▶ [Goal]:
Can you copy every line of the records below word for word, omitting the pictures?

(Data listing)
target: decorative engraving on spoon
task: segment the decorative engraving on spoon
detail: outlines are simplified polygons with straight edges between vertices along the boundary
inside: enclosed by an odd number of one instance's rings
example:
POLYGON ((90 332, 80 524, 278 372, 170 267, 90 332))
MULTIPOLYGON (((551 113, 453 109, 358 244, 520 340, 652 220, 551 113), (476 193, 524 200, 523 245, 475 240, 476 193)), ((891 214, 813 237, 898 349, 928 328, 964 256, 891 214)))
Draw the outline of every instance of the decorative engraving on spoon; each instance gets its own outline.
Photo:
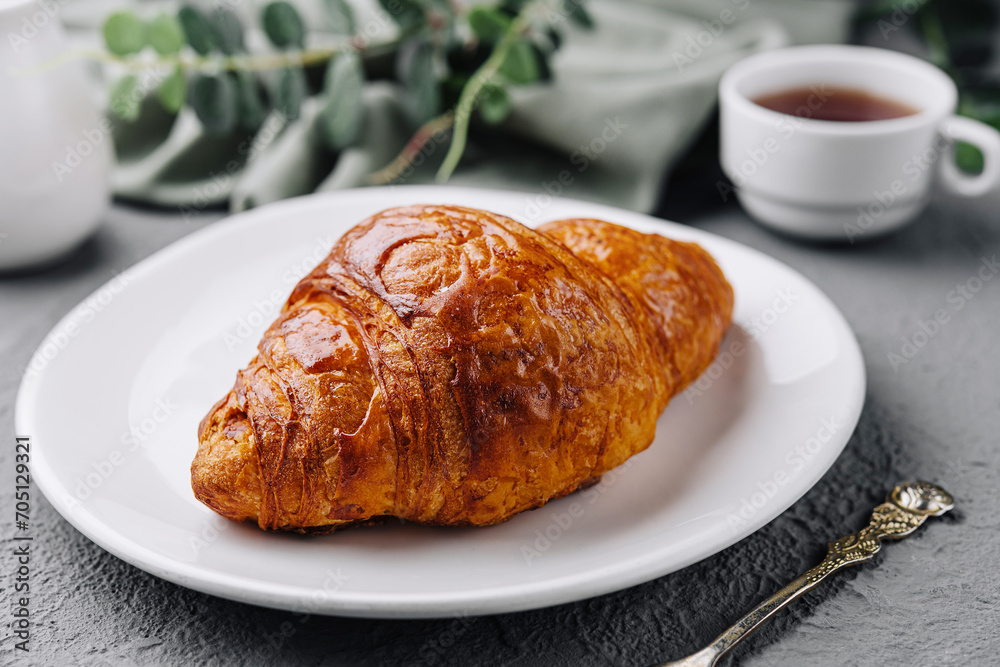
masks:
POLYGON ((823 561, 791 582, 719 635, 715 641, 686 658, 659 667, 711 667, 734 646, 746 639, 779 609, 815 588, 837 570, 870 560, 882 548, 882 540, 898 540, 919 528, 929 516, 940 516, 955 506, 947 491, 930 482, 903 482, 886 502, 872 512, 868 525, 857 533, 826 545, 823 561))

▶ [Solution to this problem]:
target: decorative engraving on spoon
task: segment the decorative engraving on spoon
detail: outlines are simplified polygons with straight edges between vertices along the boundary
inside: enclosed by an odd number of one instance's rings
example:
POLYGON ((90 332, 80 524, 278 372, 170 267, 90 332))
MULTIPOLYGON (((551 113, 453 109, 358 244, 520 340, 652 220, 551 113), (476 193, 524 200, 523 245, 475 240, 476 193)), ((891 214, 813 237, 898 349, 928 328, 964 256, 891 214)))
Draw the outline of every instance of the decorative engraving on spoon; each instance gets its own outline.
Photo:
masks:
POLYGON ((823 561, 791 582, 719 635, 715 641, 686 658, 659 667, 711 667, 734 646, 746 639, 779 609, 815 588, 837 570, 870 560, 882 548, 882 540, 898 540, 919 528, 929 516, 940 516, 955 506, 947 491, 930 482, 903 482, 886 502, 872 512, 868 525, 857 533, 826 545, 823 561))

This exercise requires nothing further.